--- begin ---
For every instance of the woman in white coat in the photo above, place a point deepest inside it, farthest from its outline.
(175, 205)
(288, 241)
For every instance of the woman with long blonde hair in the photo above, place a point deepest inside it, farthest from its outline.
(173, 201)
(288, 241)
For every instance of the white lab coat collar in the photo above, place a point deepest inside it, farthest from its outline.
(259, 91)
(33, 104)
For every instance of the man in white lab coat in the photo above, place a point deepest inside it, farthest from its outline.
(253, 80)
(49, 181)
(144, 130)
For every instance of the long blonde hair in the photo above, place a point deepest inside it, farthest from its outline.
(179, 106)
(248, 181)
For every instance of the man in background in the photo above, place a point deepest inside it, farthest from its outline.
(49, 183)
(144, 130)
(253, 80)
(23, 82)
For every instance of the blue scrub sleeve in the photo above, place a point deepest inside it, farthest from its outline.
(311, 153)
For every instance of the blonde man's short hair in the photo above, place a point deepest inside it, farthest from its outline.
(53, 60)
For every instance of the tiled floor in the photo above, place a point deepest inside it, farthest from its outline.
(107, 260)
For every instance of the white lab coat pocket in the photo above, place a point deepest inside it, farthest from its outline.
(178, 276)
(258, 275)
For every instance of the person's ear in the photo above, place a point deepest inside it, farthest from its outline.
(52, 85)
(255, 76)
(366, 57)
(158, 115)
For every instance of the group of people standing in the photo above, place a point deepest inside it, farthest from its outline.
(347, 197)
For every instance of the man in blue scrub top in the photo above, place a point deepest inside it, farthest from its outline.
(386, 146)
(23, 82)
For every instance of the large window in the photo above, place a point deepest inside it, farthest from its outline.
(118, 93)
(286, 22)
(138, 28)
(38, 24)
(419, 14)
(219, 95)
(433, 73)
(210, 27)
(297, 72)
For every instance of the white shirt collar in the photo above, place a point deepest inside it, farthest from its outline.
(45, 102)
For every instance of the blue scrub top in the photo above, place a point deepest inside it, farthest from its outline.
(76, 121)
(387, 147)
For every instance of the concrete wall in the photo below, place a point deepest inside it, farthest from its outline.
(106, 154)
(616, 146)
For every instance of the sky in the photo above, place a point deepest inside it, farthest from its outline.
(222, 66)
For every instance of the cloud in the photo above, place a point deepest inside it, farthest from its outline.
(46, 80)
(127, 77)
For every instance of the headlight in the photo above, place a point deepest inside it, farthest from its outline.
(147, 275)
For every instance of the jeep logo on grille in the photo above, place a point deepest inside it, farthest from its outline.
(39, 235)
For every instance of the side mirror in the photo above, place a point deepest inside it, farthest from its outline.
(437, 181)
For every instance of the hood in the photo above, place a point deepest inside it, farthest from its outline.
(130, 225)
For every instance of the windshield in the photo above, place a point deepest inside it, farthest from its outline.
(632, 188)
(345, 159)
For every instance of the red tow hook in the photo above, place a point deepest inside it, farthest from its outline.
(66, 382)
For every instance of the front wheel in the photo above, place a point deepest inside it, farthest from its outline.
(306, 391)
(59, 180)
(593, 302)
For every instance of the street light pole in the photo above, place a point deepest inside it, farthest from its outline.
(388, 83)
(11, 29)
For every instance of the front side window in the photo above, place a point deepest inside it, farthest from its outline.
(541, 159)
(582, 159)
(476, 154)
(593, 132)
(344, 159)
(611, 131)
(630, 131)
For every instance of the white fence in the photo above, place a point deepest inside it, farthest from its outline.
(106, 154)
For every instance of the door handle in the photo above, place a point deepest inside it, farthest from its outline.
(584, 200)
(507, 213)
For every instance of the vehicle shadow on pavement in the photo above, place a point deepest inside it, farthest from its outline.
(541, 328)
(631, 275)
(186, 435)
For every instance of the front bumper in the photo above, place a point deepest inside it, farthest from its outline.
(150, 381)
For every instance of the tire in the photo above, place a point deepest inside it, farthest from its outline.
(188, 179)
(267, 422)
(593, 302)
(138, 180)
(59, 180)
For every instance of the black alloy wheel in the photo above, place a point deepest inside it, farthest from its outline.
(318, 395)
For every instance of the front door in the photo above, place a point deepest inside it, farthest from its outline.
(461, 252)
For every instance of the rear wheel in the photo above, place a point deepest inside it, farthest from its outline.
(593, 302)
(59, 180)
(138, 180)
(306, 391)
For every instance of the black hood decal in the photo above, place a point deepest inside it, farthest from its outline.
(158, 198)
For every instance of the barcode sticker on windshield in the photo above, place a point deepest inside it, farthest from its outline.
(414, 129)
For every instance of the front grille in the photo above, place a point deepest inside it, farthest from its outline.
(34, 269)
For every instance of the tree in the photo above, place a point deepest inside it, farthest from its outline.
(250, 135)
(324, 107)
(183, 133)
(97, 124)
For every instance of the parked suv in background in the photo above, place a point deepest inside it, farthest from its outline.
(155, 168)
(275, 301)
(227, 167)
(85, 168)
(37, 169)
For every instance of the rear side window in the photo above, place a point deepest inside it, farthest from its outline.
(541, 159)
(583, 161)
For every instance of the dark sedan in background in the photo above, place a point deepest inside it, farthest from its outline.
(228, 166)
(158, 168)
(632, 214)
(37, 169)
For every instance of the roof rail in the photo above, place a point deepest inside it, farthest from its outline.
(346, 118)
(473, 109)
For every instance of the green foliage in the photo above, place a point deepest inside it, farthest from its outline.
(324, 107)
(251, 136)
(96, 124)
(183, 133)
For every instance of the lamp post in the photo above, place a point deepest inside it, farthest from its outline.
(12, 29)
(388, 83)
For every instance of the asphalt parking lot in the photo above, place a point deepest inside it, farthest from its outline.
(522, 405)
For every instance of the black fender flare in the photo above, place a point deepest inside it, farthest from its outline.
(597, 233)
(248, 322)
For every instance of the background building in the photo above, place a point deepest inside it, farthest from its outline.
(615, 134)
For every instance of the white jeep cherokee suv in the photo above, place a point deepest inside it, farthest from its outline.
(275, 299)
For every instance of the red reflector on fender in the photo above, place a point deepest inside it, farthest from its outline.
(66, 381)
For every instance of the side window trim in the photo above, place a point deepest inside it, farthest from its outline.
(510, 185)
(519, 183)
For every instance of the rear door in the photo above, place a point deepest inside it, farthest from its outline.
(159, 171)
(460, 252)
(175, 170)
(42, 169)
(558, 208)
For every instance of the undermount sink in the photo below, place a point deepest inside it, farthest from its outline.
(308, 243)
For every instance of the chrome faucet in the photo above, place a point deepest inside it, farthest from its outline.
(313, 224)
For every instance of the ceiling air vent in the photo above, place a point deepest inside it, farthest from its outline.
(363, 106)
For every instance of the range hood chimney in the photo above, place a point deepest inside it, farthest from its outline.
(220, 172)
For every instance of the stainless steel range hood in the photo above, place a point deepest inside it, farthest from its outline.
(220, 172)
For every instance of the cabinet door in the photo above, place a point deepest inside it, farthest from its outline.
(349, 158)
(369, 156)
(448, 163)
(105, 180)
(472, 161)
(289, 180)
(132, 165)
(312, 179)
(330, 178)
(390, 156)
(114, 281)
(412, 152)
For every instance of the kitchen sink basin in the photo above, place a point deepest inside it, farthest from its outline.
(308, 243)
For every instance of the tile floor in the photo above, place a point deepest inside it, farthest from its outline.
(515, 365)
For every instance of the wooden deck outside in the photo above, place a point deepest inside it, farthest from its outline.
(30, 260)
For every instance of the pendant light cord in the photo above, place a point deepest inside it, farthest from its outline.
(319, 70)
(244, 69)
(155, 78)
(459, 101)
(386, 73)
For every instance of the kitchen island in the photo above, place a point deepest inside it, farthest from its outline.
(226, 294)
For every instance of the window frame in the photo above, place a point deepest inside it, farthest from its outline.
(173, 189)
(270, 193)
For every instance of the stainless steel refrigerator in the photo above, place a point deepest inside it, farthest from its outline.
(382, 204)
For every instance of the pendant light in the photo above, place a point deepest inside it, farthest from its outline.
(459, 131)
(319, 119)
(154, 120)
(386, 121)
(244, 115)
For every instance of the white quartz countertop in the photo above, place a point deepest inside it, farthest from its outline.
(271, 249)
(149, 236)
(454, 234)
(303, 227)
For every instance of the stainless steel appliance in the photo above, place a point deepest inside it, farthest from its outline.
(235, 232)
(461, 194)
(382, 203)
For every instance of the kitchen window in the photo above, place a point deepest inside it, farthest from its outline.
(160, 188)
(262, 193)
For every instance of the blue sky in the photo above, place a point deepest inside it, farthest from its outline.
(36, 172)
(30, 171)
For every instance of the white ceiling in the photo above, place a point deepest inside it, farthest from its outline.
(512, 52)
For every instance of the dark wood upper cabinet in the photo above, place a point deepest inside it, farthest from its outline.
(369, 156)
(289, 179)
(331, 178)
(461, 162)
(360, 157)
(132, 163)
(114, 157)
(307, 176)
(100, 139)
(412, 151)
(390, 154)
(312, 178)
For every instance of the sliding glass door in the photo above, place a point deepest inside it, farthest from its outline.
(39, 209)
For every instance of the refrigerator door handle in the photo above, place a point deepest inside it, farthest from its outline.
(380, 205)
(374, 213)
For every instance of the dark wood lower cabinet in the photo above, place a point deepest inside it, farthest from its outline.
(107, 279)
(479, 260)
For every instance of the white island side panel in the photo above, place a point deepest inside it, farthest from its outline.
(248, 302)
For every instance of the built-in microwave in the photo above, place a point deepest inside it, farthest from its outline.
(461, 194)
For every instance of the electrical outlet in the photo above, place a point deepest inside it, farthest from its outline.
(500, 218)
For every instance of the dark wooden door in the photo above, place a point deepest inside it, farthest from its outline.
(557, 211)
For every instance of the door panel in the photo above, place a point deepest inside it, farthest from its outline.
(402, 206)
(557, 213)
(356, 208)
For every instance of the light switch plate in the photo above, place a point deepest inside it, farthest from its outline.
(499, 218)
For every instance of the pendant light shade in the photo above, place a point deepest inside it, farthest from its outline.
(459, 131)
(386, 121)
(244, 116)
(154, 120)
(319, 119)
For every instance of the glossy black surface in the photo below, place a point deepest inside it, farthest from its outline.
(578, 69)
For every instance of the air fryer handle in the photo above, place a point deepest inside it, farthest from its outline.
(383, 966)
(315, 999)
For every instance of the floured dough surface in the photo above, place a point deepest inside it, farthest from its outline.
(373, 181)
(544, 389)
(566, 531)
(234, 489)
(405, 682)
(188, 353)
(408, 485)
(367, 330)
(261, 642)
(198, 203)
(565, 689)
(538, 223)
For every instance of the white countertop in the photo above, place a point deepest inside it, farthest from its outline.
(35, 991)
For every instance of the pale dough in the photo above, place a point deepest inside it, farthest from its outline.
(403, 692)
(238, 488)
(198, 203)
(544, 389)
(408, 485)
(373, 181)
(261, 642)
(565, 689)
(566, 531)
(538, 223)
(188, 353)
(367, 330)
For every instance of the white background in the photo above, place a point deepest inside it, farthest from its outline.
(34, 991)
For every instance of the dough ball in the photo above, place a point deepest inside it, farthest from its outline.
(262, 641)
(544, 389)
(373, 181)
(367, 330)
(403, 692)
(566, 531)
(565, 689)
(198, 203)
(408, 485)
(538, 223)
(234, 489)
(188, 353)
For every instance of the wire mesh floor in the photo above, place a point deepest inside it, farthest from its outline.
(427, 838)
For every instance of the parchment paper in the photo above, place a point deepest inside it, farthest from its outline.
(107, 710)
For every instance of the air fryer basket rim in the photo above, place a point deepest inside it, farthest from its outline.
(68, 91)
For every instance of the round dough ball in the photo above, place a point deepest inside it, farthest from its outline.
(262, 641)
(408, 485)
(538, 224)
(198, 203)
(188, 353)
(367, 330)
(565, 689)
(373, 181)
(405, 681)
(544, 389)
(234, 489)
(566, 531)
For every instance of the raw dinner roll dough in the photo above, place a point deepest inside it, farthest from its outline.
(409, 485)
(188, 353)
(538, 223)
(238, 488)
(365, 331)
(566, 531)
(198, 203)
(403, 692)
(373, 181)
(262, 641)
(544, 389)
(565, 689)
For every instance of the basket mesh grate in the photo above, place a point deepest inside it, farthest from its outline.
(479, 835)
--- end ---
* _WHAT IS REQUIRED_: Reproduce the lines word for word, starting at the one holding "For every instance of the wire" and ending at the final line of the material above.

* _SOLVED EXERCISE_:
For every instance of the wire mesh floor in the photo above, place a point deepest inside it, farthest from its outline.
(427, 838)
For every instance of the parchment paper in the photo above, place a point deepest inside it, farthest from its outline.
(107, 710)
For every instance of the air fryer basket rim in the photo above, place a point deepest inside it, farthest from its outline.
(68, 91)
For every instance of the round dough ball in the photo above, place a point deepest inside it, farthest from its outline.
(262, 641)
(408, 485)
(538, 224)
(198, 203)
(188, 353)
(367, 330)
(565, 689)
(373, 181)
(405, 681)
(544, 389)
(234, 489)
(566, 531)
For every instance of the raw dinner roll dough in the photo above, place a point deepest inside it, farthest from its outline.
(409, 485)
(188, 353)
(538, 223)
(238, 488)
(365, 331)
(566, 531)
(198, 203)
(403, 692)
(373, 181)
(262, 641)
(544, 389)
(565, 689)
For every instance of the basket mesh grate in the photo above, place a point deepest inside it, farthest from its outline.
(479, 835)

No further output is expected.